• **Task item**:
Of all the lines in the entries below, give again exactly those starting at the line containing "Target: shadow on grass" and ending at the line containing "Target: motorcycle front wheel", both ends included, and no others.

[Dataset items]
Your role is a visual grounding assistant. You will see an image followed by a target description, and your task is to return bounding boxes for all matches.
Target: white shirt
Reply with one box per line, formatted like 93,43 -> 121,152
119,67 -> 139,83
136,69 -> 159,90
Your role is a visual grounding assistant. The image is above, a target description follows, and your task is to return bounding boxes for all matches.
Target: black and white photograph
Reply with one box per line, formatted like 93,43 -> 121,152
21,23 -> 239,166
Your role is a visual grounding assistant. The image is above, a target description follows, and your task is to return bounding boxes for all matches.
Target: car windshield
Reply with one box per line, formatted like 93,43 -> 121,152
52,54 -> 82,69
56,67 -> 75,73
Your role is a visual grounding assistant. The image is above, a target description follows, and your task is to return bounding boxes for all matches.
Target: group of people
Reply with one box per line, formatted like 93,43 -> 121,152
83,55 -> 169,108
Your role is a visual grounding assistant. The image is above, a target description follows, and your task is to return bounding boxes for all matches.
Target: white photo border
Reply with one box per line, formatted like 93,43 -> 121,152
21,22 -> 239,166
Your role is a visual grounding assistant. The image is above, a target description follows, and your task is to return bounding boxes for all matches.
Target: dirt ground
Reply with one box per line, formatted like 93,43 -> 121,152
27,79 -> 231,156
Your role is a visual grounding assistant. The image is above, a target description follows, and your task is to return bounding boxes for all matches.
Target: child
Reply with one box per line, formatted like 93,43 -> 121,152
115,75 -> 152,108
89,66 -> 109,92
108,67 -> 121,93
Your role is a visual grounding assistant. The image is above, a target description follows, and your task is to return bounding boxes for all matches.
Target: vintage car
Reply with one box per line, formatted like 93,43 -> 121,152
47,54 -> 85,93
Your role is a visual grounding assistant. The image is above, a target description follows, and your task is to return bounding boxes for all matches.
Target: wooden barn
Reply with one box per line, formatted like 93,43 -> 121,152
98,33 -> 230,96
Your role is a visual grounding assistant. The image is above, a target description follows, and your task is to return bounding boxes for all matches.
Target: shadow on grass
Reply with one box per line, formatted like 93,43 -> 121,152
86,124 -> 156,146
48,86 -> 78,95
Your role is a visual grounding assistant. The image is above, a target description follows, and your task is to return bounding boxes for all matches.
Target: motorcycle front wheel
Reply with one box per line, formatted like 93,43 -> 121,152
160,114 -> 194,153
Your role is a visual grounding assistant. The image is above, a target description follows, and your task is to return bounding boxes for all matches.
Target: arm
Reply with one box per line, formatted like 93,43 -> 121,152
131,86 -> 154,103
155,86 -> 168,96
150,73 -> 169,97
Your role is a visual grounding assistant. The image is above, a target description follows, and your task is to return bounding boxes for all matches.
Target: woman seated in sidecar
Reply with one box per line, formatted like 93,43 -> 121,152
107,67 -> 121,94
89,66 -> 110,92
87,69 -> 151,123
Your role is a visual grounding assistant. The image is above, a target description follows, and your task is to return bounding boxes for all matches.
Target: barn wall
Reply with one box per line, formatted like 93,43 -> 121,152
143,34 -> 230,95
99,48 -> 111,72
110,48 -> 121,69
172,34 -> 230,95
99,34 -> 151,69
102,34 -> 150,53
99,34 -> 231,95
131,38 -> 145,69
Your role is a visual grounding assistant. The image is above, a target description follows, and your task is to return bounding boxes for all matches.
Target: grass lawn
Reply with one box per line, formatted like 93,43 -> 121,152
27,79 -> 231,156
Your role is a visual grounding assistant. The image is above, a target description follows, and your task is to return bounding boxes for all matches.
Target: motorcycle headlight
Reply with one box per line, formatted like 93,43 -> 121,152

• **Exercise result**:
Target: shadow on grass
Reply with one box per line, formatted like 93,43 -> 121,152
86,124 -> 156,146
48,86 -> 78,95
Your role is a visual grounding assistant. The image is above, a target description follows, and your task is to return bounding boxes for all matches.
Target: motorcycle front wheel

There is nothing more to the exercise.